• Aim of the task: Every line below must be reproduced exactly. Copy them all.

=-=-=-=-=

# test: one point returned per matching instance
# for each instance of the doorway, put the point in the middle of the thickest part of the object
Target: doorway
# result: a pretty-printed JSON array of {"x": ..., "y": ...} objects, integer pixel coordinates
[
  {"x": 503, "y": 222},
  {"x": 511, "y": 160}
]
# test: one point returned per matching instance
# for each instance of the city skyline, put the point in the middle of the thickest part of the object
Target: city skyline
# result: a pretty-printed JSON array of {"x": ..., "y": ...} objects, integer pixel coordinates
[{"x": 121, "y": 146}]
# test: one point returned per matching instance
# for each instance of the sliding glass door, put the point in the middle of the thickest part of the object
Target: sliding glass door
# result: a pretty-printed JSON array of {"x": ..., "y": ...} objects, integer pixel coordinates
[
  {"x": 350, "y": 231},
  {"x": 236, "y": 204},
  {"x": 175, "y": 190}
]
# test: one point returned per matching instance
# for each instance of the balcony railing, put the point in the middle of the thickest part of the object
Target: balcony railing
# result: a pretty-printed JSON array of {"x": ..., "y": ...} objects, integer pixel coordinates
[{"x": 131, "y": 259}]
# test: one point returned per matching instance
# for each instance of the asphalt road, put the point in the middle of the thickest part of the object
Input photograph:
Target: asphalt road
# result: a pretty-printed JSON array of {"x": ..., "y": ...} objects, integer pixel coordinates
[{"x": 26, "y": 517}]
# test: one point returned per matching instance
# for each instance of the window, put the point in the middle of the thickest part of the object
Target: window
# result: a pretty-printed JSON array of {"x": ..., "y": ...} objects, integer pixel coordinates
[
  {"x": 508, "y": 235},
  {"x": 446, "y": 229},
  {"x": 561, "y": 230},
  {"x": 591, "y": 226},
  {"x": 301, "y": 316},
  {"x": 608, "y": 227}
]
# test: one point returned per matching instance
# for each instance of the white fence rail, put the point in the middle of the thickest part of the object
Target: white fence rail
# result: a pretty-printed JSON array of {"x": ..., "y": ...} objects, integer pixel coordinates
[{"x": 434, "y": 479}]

=-=-=-=-=

• The result:
# test: one point returned per matching instance
# for each instance of the doorway, put the point in the middle of the thickest part of the object
Target: doorway
# result: a pretty-printed JSON array of {"x": ..., "y": ...} objects, integer pixel coordinates
[
  {"x": 503, "y": 222},
  {"x": 511, "y": 160}
]
# test: one point returned per matching instance
# for each instance of the city skyline, put the point in the middle of the thickest part of the object
Target: city skyline
# result: a pretty-printed JSON array of {"x": ..., "y": ...} objects, integer pixel coordinates
[{"x": 121, "y": 146}]
# test: one point returned per matching instance
# for each instance of the sliding glass door, put the point in the middle of the thickest part of the object
Target: sliding glass door
# result: a pretty-printed JSON array of {"x": ..., "y": ...} objects, integer pixel coordinates
[
  {"x": 350, "y": 231},
  {"x": 236, "y": 204},
  {"x": 175, "y": 190}
]
# test: one point returned per matching instance
# for each instance of the balcony railing, put the point in the middle of the thickest part of the object
Target: balcony railing
# result: a pretty-printed JSON array of {"x": ..., "y": ...} objects, integer pixel coordinates
[{"x": 131, "y": 259}]
# test: one point returned per matching instance
# for each instance of the asphalt road, put the point in the middle of the thickest part of the object
Input photograph:
Target: asphalt road
# result: a pretty-printed JSON array of {"x": ..., "y": ...} objects, integer pixel coordinates
[{"x": 26, "y": 517}]
# test: one point returned per matching instance
# for each instance of the window, put the point in the middle of the thickest part of the object
Target: window
# result: a pretty-printed JSON array of {"x": ..., "y": ...} objects, integer pixel coordinates
[
  {"x": 508, "y": 235},
  {"x": 446, "y": 229},
  {"x": 561, "y": 230},
  {"x": 591, "y": 226},
  {"x": 301, "y": 316},
  {"x": 608, "y": 227}
]
# test: one point returned per matching instance
# for each instance of the white fence rail, put the point in the middle of the thickest part of the object
Target: white fence rail
# result: a pretty-printed JSON array of {"x": ..., "y": ...} objects, integer pixel coordinates
[{"x": 434, "y": 479}]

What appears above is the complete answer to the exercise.